- Requirement -
Reproduce the records below without any change, from the line containing "point: overcoat lapel" through the line containing "(195, 1048)", both included.

### Task input

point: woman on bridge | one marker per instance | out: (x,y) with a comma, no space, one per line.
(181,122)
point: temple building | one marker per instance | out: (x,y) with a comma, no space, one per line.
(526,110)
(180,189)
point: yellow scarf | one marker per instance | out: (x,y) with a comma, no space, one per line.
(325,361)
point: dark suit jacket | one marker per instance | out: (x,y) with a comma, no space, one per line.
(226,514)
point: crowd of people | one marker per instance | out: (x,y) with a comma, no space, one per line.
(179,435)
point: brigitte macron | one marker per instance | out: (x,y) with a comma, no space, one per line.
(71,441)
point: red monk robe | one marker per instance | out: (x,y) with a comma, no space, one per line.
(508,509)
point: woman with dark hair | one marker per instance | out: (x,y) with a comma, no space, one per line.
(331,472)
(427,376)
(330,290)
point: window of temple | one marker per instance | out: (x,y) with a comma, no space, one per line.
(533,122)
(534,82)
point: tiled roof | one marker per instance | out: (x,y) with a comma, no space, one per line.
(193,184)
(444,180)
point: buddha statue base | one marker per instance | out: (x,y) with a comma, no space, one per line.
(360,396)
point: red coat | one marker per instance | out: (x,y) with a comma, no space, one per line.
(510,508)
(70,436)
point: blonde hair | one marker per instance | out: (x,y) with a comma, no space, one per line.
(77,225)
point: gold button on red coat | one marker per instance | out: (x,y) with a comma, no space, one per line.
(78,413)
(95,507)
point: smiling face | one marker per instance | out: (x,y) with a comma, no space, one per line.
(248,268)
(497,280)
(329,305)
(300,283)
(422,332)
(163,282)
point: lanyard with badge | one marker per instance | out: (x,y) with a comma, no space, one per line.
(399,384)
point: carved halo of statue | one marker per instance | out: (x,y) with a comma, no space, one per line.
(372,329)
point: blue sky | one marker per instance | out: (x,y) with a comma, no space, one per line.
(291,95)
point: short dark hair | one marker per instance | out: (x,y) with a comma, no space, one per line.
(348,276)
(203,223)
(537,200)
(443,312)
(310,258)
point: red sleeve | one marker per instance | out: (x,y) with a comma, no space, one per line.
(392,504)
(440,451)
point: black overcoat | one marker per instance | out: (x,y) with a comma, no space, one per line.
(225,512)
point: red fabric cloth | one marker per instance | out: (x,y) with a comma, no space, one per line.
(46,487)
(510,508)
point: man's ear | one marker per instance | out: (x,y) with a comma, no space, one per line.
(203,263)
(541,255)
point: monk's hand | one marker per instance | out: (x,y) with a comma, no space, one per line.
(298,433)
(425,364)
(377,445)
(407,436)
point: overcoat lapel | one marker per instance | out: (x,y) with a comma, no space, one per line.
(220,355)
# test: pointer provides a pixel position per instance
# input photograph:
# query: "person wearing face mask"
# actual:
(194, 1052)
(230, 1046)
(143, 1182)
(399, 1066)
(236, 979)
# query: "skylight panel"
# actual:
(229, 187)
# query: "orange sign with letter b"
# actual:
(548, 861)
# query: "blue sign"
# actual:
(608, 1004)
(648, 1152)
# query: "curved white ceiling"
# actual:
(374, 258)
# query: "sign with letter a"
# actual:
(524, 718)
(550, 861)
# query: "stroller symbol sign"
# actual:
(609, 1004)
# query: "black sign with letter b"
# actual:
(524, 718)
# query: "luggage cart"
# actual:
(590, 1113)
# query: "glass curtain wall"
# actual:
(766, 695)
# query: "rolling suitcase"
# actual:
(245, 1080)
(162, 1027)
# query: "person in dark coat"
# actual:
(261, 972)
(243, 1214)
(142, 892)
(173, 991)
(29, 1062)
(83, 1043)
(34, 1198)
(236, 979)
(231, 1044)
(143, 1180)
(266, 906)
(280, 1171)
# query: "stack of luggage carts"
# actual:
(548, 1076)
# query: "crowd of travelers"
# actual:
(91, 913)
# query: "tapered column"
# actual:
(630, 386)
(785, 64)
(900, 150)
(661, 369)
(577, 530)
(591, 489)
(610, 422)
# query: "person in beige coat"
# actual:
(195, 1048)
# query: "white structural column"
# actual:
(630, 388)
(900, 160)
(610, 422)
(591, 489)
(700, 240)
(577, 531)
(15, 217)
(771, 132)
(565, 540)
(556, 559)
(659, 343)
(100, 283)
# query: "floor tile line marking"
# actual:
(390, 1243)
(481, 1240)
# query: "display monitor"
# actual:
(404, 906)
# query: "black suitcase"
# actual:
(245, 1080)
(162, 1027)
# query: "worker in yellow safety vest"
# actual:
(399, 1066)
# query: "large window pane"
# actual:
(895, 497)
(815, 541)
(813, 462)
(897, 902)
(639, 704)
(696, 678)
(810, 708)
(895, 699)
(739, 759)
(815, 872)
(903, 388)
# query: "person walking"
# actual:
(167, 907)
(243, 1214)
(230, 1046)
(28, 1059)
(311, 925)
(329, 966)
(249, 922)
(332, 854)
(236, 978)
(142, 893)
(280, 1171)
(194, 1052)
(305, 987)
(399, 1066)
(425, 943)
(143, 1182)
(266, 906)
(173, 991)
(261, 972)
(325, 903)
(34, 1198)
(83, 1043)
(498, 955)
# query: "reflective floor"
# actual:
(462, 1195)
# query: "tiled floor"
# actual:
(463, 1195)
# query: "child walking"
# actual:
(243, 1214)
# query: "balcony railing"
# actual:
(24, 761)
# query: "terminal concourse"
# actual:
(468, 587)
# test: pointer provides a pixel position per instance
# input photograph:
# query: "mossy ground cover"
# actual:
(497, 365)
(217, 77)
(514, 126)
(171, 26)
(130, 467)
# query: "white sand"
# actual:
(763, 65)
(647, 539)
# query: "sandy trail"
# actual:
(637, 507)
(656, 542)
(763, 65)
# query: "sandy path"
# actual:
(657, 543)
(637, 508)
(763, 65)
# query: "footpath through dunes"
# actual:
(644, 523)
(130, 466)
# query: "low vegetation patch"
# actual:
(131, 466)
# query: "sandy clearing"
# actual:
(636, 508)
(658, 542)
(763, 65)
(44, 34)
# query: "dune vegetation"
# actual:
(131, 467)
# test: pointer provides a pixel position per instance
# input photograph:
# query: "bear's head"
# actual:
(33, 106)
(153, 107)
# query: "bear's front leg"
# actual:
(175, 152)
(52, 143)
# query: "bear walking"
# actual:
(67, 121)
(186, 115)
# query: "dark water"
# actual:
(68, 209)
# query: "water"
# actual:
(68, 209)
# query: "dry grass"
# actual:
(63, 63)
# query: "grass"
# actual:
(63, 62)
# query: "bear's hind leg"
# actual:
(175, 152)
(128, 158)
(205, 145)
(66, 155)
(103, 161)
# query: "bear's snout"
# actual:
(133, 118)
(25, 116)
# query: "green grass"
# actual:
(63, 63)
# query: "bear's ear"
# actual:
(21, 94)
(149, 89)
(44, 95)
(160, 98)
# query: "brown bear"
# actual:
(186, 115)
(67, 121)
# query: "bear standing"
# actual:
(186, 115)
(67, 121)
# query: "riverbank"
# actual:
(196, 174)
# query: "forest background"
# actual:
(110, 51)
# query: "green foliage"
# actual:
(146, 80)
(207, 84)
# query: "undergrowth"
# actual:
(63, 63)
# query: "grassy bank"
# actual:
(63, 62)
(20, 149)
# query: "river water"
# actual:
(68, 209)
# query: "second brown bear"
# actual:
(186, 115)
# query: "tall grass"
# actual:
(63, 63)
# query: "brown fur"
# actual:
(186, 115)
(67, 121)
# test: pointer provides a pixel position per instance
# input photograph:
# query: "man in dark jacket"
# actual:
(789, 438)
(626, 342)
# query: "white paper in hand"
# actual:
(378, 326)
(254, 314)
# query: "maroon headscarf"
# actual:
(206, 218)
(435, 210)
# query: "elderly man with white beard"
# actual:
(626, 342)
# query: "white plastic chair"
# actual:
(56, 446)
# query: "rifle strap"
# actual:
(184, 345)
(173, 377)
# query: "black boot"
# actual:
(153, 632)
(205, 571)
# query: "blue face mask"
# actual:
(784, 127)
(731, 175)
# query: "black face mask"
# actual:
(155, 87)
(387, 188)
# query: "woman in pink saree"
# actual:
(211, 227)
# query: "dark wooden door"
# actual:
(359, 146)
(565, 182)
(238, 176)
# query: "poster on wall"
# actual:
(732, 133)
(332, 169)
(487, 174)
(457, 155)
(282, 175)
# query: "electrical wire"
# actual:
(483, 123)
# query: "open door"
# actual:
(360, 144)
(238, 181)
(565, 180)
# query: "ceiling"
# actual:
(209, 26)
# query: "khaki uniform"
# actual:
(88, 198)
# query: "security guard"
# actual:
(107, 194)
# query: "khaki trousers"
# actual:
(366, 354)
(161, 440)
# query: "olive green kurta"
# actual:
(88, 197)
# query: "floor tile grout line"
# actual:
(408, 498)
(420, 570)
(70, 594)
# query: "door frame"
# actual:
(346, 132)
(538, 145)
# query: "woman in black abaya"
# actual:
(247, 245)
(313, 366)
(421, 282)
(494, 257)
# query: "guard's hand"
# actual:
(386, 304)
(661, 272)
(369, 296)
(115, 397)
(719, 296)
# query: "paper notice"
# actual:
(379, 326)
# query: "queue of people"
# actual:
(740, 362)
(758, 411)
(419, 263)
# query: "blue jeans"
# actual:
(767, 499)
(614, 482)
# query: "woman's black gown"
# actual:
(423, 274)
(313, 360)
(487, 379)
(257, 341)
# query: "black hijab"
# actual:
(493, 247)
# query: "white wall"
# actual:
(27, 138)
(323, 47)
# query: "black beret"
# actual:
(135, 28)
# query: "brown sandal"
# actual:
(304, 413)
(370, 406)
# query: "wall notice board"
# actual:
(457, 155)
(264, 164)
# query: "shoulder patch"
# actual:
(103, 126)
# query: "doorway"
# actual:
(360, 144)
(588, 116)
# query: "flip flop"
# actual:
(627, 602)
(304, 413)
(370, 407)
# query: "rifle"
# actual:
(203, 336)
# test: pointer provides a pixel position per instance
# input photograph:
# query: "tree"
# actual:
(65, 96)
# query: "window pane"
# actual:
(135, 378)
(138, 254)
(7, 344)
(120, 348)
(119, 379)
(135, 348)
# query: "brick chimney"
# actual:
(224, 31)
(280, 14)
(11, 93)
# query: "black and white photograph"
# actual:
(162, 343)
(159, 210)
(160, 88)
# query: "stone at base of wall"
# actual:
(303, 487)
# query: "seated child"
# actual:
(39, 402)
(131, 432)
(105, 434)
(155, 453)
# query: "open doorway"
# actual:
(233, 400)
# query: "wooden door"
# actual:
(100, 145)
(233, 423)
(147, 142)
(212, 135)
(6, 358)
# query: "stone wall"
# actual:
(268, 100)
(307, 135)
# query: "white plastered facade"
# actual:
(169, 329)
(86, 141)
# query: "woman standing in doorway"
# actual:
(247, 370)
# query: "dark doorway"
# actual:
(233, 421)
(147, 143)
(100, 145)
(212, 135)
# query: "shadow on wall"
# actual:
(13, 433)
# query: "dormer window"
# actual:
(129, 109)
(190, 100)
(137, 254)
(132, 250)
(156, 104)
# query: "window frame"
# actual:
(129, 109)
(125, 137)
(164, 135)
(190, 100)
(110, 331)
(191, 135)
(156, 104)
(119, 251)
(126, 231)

######

- Solution for this problem -
point: overcoat lapel | one marker per instance | out: (x,y) with a comma, no space, one per line.
(220,355)
# test: pointer provides a pixel position per instance
# input photograph:
# query: "person wearing face mask"
# actual:
(194, 1052)
(230, 1046)
(143, 1182)
(399, 1066)
(236, 979)
# query: "skylight panel"
# actual:
(229, 187)
# query: "orange sign with letter b"
# actual:
(548, 861)
# query: "blue sign"
# actual:
(608, 1004)
(648, 1152)
# query: "curved white ceiling"
# actual:
(374, 258)
# query: "sign with letter a"
# actual:
(524, 718)
(550, 861)
# query: "stroller symbol sign"
# actual:
(609, 1004)
# query: "black sign with letter b"
# actual:
(524, 718)
# query: "luggage cart"
# actual:
(590, 1113)
# query: "glass curtain wall"
# actual:
(766, 695)
# query: "rolling suitcase"
# actual:
(245, 1080)
(162, 1027)
# query: "person in dark coat"
# actual:
(261, 972)
(243, 1214)
(142, 892)
(173, 991)
(29, 1062)
(83, 1043)
(34, 1198)
(236, 979)
(231, 1044)
(143, 1180)
(266, 906)
(280, 1171)
# query: "stack of luggage carts"
# actual:
(548, 1076)
# query: "crowd of travelers"
# actual:
(91, 913)
# query: "tapered column"
# actual:
(630, 386)
(785, 64)
(900, 150)
(661, 369)
(577, 530)
(591, 489)
(610, 422)
# query: "person in beige coat"
# actual:
(195, 1048)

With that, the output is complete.